== Exercise aim ==
Output the part of the email below that starts at "I just tried" and ends at "out how much.", copying it word for word.

== Document passage ==
Date: Thu, 09 Jan 2003 00:30:59 -0000

Hi Shaun,

I just tried a bunch of test code and Rod's idea does work. My problem 
was that my htons,etc. implementation was not constant (instead it's an 
inline assembly snippet). So a definition like

#define ETHIP_TYPE  htons(0x0800)

does turn into a constant, as you say, when htons() is a constant. My 
implementation would then be best served by two htons() methods, one as 
a macro that gets optimized down into a constant, and the second would 
be for working on variables (and in my case would be inline assembly).

I'm not sure how much of an impact on total performance it will have -- 
that's part of my impetus for suggesting it. It will have some impact. 
I'm trying to find out how much.

Thanks for the help,

John

Shaun Jackman wrote:

>Having to redefine every constant for each architecture does not sit 
>well with me. Are you certain you can't coerce your compiler to 
>optimise away constants? I thought most every compiler does this.
>
>Rod's code snippet will not produce compiler errors so long as the 
>xtoxx() calls are macros. eg
>       case ntohs( ETHTYPE_IP):
>evaluates to
>       case (ETHTYPE_IP << 8) | (ETHTYPE_IP >> 8):
>which is constant, thus good C.

(Stored data entries)

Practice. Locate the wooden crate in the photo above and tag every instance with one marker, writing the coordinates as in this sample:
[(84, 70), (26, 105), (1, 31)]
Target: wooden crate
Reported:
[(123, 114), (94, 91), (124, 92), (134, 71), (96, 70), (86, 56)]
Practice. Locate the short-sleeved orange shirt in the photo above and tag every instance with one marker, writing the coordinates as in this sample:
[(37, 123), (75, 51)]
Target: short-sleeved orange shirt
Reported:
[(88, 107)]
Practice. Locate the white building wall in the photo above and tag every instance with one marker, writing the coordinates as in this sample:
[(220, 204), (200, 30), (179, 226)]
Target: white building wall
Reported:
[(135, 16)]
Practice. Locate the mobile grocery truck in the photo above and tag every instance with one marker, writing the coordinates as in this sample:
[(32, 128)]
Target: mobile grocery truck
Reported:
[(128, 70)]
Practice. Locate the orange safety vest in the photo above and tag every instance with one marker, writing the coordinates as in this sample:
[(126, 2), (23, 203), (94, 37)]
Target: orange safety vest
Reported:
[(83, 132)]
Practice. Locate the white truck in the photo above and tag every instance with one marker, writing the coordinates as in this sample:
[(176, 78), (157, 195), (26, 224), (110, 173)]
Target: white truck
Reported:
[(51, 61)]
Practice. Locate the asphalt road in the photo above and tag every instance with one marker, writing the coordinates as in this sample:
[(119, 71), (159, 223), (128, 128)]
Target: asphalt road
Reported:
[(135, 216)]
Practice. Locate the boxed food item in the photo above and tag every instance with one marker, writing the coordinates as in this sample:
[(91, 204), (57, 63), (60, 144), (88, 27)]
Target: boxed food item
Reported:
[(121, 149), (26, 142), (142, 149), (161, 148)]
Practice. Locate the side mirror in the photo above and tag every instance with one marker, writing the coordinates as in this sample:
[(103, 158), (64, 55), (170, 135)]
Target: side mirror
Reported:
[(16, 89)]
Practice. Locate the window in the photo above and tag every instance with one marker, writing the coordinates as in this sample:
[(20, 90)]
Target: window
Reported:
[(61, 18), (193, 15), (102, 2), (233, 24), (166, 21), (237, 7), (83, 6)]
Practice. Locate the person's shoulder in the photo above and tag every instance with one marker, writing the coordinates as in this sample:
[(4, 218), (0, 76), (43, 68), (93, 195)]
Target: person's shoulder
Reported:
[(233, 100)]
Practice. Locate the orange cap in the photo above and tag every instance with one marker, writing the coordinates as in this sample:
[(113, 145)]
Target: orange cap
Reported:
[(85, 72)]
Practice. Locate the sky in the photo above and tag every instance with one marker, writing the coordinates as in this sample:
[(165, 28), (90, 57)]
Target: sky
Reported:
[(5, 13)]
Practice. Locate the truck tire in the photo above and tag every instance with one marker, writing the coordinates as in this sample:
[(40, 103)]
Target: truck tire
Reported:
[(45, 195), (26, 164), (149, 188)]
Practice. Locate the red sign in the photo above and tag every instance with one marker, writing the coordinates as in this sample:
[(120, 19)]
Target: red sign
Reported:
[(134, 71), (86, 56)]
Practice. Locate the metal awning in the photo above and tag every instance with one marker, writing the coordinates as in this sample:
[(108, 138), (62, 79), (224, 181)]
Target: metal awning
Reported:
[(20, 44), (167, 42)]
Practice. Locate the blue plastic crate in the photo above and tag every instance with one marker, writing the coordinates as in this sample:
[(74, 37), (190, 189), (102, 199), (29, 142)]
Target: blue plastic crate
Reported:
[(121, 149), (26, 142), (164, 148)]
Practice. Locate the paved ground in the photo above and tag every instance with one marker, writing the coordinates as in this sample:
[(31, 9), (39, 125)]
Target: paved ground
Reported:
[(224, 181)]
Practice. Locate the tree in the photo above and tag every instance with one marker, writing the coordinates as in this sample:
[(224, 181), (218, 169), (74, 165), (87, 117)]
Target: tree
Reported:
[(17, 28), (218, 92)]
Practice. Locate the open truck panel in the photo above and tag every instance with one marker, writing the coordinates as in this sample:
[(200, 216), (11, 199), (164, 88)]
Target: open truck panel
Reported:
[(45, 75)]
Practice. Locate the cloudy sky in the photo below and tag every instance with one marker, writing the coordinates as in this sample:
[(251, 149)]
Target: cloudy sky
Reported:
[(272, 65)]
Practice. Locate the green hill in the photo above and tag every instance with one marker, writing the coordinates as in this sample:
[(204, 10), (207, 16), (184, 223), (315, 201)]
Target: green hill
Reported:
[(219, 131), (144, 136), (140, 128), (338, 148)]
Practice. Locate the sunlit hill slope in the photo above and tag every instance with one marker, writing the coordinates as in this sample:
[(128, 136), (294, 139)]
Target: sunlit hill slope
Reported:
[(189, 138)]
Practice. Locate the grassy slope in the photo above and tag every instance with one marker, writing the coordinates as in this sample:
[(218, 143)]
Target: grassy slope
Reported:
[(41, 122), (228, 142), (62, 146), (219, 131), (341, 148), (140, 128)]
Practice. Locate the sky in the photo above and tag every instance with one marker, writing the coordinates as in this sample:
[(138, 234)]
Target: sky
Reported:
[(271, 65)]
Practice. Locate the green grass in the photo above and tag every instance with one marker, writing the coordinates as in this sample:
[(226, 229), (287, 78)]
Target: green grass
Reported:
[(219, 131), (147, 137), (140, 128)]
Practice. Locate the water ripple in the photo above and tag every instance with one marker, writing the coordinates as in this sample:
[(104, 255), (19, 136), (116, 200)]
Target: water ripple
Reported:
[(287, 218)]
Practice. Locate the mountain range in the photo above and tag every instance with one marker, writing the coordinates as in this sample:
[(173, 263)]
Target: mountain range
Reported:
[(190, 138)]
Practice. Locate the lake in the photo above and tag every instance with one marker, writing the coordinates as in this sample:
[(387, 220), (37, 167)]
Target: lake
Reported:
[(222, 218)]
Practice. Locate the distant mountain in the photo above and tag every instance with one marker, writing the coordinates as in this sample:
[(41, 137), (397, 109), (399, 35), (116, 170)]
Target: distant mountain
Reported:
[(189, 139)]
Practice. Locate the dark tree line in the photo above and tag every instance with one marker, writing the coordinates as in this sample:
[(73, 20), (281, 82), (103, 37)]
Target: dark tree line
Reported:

...

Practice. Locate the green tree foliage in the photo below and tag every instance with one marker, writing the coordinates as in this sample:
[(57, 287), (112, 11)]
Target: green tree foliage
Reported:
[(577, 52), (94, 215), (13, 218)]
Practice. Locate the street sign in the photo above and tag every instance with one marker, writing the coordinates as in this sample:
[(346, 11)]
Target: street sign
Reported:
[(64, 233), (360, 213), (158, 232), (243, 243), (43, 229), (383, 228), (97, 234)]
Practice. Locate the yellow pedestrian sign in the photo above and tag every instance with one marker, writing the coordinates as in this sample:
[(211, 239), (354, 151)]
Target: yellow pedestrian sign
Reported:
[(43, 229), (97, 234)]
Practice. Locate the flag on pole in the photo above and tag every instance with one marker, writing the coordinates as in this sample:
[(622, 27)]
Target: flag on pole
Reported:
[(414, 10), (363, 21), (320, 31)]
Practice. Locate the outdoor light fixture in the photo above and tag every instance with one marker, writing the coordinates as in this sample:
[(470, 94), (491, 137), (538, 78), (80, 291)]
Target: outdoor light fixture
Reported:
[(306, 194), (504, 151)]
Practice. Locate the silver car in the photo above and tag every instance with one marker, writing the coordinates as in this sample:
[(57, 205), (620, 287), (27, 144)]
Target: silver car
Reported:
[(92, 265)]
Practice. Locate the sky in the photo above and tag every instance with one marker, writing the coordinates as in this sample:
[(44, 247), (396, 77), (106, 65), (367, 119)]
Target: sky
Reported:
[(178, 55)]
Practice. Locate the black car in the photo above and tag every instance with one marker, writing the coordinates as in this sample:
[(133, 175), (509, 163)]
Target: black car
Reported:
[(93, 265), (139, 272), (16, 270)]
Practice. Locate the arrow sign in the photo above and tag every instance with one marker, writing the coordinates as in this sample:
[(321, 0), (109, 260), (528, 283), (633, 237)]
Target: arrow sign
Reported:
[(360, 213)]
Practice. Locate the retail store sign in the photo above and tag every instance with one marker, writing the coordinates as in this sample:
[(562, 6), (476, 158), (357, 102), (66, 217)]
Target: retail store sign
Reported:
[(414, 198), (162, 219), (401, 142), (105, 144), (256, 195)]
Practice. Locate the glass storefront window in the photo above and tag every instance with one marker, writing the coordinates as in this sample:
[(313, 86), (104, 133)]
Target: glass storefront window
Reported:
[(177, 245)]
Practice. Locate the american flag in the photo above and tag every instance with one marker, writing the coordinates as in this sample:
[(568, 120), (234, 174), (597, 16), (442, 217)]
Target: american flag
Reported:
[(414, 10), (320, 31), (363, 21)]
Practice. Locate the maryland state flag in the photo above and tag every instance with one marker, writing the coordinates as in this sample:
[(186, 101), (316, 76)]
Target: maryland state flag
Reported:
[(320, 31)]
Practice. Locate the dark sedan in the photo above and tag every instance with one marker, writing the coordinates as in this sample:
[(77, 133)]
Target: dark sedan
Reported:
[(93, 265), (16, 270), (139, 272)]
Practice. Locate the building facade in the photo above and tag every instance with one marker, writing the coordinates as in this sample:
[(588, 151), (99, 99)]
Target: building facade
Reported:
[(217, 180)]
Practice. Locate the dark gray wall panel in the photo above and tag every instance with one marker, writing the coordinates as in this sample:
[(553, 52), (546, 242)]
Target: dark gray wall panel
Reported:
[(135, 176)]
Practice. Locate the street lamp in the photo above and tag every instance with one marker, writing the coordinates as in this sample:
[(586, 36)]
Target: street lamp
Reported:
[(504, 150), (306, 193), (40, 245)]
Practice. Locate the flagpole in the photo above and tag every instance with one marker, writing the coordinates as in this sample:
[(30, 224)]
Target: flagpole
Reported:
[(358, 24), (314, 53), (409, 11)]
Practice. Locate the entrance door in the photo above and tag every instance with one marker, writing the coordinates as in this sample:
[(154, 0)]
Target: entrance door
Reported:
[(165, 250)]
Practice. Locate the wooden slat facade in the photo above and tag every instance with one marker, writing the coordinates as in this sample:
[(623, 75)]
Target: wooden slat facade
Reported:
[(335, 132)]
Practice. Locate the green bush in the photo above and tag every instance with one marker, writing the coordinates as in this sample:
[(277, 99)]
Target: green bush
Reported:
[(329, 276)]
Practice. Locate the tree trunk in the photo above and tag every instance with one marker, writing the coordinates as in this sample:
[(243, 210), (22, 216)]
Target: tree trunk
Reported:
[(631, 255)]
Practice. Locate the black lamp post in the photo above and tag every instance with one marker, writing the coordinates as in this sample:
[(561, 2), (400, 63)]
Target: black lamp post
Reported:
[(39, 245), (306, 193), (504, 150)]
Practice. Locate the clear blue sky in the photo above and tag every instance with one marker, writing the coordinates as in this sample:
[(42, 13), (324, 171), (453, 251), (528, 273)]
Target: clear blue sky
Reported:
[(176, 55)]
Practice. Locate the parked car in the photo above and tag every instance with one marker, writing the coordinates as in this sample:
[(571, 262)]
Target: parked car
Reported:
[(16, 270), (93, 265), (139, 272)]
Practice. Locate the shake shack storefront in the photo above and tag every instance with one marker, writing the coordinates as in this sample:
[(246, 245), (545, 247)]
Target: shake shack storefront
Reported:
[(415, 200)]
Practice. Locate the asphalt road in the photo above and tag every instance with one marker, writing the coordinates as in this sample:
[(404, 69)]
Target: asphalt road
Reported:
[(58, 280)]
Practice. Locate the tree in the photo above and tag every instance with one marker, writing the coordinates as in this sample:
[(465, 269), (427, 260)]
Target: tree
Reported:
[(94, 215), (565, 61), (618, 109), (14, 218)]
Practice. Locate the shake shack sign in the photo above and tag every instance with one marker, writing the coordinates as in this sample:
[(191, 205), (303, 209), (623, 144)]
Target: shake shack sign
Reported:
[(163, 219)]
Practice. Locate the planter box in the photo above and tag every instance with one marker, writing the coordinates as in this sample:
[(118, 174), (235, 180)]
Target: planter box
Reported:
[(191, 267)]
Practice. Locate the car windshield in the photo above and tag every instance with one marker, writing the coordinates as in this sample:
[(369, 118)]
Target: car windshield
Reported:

== Output for this task ==
I just tried a bunch of test code and Rod's idea does work. My problem 
was that my htons,etc. implementation was not constant (instead it's an 
inline assembly snippet). So a definition like

#define ETHIP_TYPE  htons(0x0800)

does turn into a constant, as you say, when htons() is a constant. My 
implementation would then be best served by two htons() methods, one as 
a macro that gets optimized down into a constant, and the second would 
be for working on variables (and in my case would be inline assembly).

I'm not sure how much of an impact on total performance it will have -- 
that's part of my impetus for suggesting it. It will have some impact. 
I'm trying to find out how much.